#### [Object pointing dataset rows]
_____
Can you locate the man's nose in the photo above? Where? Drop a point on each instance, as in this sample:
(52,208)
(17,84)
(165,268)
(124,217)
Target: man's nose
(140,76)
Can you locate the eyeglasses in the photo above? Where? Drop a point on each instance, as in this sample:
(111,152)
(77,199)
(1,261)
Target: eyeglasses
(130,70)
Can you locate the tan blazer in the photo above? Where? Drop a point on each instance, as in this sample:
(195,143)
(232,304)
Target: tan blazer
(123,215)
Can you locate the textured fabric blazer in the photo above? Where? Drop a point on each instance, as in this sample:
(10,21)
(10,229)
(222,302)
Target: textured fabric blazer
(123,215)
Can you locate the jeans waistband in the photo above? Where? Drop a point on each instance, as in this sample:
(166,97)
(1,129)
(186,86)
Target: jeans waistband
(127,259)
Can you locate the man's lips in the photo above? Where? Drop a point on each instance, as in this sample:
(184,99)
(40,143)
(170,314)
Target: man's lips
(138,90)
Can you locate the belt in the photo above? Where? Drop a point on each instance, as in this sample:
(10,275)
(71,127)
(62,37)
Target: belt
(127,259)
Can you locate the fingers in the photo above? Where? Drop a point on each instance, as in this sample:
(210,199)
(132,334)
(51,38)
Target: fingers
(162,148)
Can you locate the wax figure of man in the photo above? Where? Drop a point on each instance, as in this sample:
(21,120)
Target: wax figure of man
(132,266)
_____
#### [Objective]
Render every line of the records above as a Markdown table with the columns "Row" and "Content," numbering each line and skipping any blank ones.

#### [Answer to this task]
| Row | Content |
|---|---|
| 1 | Can you locate the man's nose in the photo above? Where? Drop a point on each instance, as in this sample: |
| 2 | (52,208) |
| 3 | (17,84) |
| 4 | (165,268) |
| 5 | (124,217) |
| 6 | Target: man's nose |
| 7 | (140,76) |
| 8 | Can you locate the eyeglasses in the photo above? Where? Drop a point on each instance, as in this sample: |
| 9 | (111,152) |
| 10 | (77,199) |
| 11 | (1,261) |
| 12 | Target: eyeglasses |
| 13 | (130,70) |
| 14 | Can you locate the tan blazer in the photo above? Where? Drop a point on each instance, as in this sample: |
| 15 | (195,143) |
| 16 | (232,304) |
| 17 | Target: tan blazer |
| 18 | (123,215) |
| 19 | Can you locate the textured fabric blazer in the photo above? Where? Drop a point on each instance, as in this sample: |
| 20 | (10,21) |
| 21 | (10,229) |
| 22 | (222,302) |
| 23 | Target: textured fabric blazer |
| 24 | (123,215) |
| 25 | Can you locate the jeans waistband in the photo above? Where? Drop a point on each instance, as in this sample: |
| 26 | (166,97) |
| 27 | (1,129) |
| 28 | (186,86) |
| 29 | Target: jeans waistband |
| 30 | (127,259) |
| 31 | Can you locate the man's lips in the photo above? Where? Drop a point on each instance, as in this sample: |
| 32 | (184,99) |
| 33 | (40,143) |
| 34 | (170,314) |
| 35 | Target: man's lips |
| 36 | (138,90) |
| 37 | Can you locate the belt in the photo above? Where? Drop a point on each instance, as in this sample: |
| 38 | (10,275) |
| 39 | (71,127) |
| 40 | (62,37) |
| 41 | Target: belt |
| 42 | (127,259) |
| 43 | Can you locate the fingers in the photo above? Where? Drop a point on each instance, as in this sample: |
| 44 | (210,199) |
| 45 | (132,334) |
| 46 | (51,38) |
| 47 | Target: fingers |
| 48 | (162,148) |
| 49 | Can you locate the wax figure of man in the photo above? Where? Drop a point on each instance, as in this sample: |
| 50 | (21,120) |
| 51 | Target: wax figure of man |
| 52 | (132,266) |